# START OF TASK MATERIAL
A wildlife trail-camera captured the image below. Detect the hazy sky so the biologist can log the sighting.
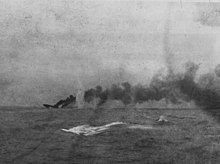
[0,0,220,105]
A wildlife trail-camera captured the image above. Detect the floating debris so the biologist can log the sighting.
[61,122,126,136]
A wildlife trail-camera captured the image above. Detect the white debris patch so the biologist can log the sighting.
[61,122,126,136]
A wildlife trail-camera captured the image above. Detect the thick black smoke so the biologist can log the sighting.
[84,62,220,109]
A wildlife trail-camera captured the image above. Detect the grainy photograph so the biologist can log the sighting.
[0,0,220,164]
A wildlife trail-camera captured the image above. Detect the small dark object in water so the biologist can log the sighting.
[43,95,76,108]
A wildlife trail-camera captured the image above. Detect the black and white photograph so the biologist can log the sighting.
[0,0,220,164]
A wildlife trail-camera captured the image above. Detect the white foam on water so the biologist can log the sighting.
[61,122,126,136]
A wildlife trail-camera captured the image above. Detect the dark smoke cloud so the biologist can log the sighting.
[84,62,220,110]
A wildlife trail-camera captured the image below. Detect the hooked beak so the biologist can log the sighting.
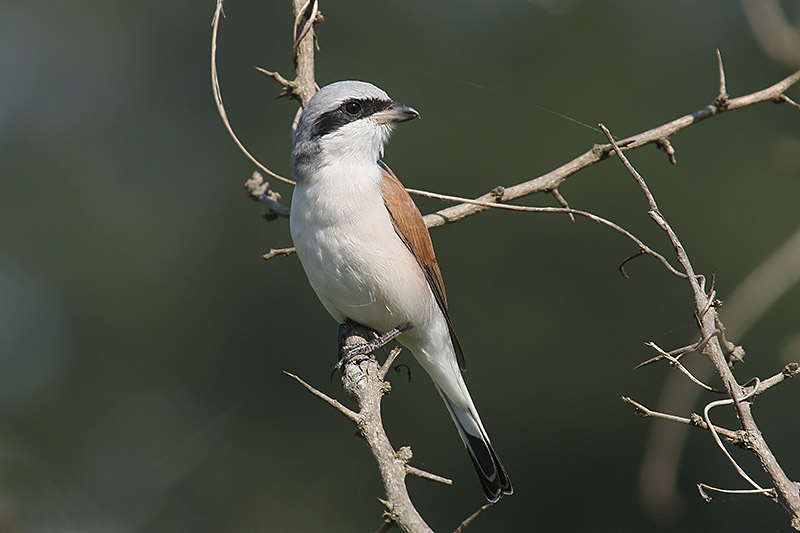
[372,102,419,126]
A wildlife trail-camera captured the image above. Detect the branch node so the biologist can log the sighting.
[656,137,678,165]
[256,67,300,101]
[550,187,576,220]
[489,185,506,202]
[394,446,414,465]
[244,171,289,222]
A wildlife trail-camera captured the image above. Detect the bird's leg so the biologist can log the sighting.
[333,318,411,373]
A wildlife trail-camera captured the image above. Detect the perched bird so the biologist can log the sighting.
[289,81,512,502]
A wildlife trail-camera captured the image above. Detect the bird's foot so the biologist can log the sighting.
[331,319,411,376]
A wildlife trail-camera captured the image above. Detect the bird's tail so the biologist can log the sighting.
[436,386,514,503]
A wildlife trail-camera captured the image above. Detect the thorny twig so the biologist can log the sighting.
[600,124,800,531]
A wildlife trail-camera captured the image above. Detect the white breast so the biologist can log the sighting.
[290,164,433,332]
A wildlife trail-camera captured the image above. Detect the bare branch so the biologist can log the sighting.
[453,503,492,533]
[211,0,294,185]
[714,48,730,109]
[261,247,296,259]
[283,370,361,424]
[406,465,453,485]
[418,70,800,228]
[620,396,742,444]
[604,130,800,531]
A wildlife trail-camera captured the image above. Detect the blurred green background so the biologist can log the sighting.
[0,0,800,532]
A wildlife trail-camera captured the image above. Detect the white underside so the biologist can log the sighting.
[290,163,480,410]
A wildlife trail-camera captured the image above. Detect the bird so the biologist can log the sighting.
[289,80,513,503]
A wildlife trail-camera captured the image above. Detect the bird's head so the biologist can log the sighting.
[292,81,419,174]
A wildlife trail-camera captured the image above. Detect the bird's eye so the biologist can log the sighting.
[343,100,361,115]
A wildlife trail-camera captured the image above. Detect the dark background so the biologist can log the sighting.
[0,0,800,532]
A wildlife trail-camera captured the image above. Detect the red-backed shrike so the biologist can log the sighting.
[290,81,512,502]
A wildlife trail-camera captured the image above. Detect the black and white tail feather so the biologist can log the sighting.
[436,386,514,503]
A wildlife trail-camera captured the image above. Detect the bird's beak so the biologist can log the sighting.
[372,102,419,125]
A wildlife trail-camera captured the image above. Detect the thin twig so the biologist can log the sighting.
[211,0,294,185]
[550,189,575,222]
[646,342,725,394]
[453,503,492,533]
[620,396,742,444]
[714,48,730,109]
[261,247,297,259]
[406,465,453,485]
[418,66,800,228]
[603,125,800,531]
[406,189,686,279]
[697,483,776,502]
[283,370,361,424]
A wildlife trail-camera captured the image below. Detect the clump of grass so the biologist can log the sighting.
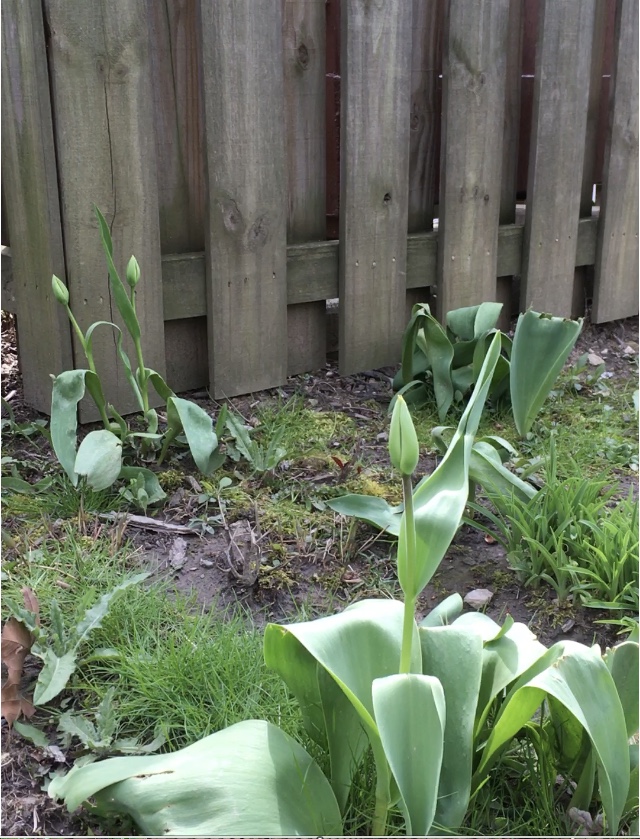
# END OF TASK MATERIAL
SHORT EXERCISE
Write out every line of the listing above word for word, leaving out the pictures.

FINAL ANSWER
A wildlife trail-camera captured the image below. Detect the hazy sky so the biologist can log the sighting.
[0,0,220,105]
A wildlife trail-camera captured the image above. Detect the floating debris so the biologist can log the sighting.
[61,122,126,136]
A wildlife trail-camera captured the image above. Detect the white debris patch so the biologist can log the sighting.
[61,122,126,136]
A wildlife trail-camera captured the image above. Detect the thick black smoke so the biologist can log the sighting.
[84,62,220,109]
A wildlife trail-camera captured the image above. Detect the grainy photograph so the biologist can log the sighting.
[0,0,220,164]
A wildlife trail-camera captured the image above. Detect the small dark object in water so the biologist can log the sighting.
[43,95,76,108]
A wildlife trail-camera captured the image above. Detect the black and white photograph so the biologist can log the sighting.
[0,0,220,164]
A wildlife trail-camera captured the image above. Detect the white foam on water so the biologist can log the sighting.
[61,122,126,136]
A wildlife trail-camera captured the image above. Detect the dark smoke cloud so the biologist can log the sighting.
[84,62,220,110]
A wildlife trail-camera captured the image below. Detect the hooked beak so the biologist can log the sighting.
[372,102,419,126]
A wildlife trail-camera captured the image above. Detect the branch node so the biologist can log the sighting.
[656,137,678,165]
[256,67,300,101]
[550,187,576,220]
[489,185,506,202]
[394,446,414,465]
[244,171,289,222]
A wildlife trail-camera captured the image above. Detect the bird's leg so the biologist can log the sighting.
[333,318,411,373]
A wildlife trail-camera captured the image above. Detect the perched bird so the biologist can log the sighting.
[289,81,512,502]
A wildlife trail-camera captured the image above. Detect the bird's foot so the biologist can log the sighting.
[331,319,411,376]
A wildlife trail-camera captured the image above. Detect the bird's tail so the biologist can log the sighting.
[436,386,514,503]
A wildlife trail-camera captured the image above. Detect the thorny twig so the biologist can log the sighting.
[600,124,800,531]
A wildlife trail-camera captured the image above. Detect the white breast so the biologist can log the sighting.
[290,164,433,332]
A wildlife trail-camera captured the image above. Detect the bare branch so the biologist can log the sighting.
[453,503,492,533]
[211,0,294,185]
[714,48,730,109]
[261,247,296,259]
[283,370,361,424]
[406,465,453,485]
[418,70,800,228]
[620,396,742,444]
[604,130,800,531]
A wildlife trail-camera captured the image above. Detect the blurred green background so the biologist can log the sighting.
[0,0,800,532]
A wildlife trail-camera captured the image above. Detect the white underside so the biologist can log the sighting.
[290,163,480,410]
A wildlife trail-camera captured the image above. Detect the bird so the biologist can log the sighting.
[289,80,513,503]
A wildlife trail-camera captured the image above. Detect the bird's head so the biologist can log the sighting.
[292,81,419,174]
A wildlife trail-camera captured the image above. Detect the bird's eye so the biologist can log the sighting.
[343,100,361,115]
A wildlife trail-camera captured the image above. Detect the dark background so the biologist can log the sighting.
[0,0,800,532]
A wildlife trail-camera captured the image above. Detect the red-backed shrike so the biologist can log the sighting.
[290,81,512,502]
A wildlife trail-camera captured the image above. Detect the black and white tail feather so the biologist can log the sighting.
[436,386,514,503]
A wildlife trail-camera captured the image above. Detect the bird's beak so the biologist can log the sighting.
[372,102,419,125]
A wildlife trail-camera captured the image above. Detect the thin twig so the biologist can log the sighting.
[211,0,294,185]
[550,189,575,222]
[646,342,725,394]
[453,503,492,533]
[620,396,742,444]
[714,48,730,109]
[261,247,297,259]
[406,465,453,485]
[418,66,800,228]
[603,125,800,531]
[406,189,686,279]
[697,483,776,502]
[283,370,361,424]
A wildlife trail-camera captured the image below. Detect the clump of grass so the biologist can log the sighting.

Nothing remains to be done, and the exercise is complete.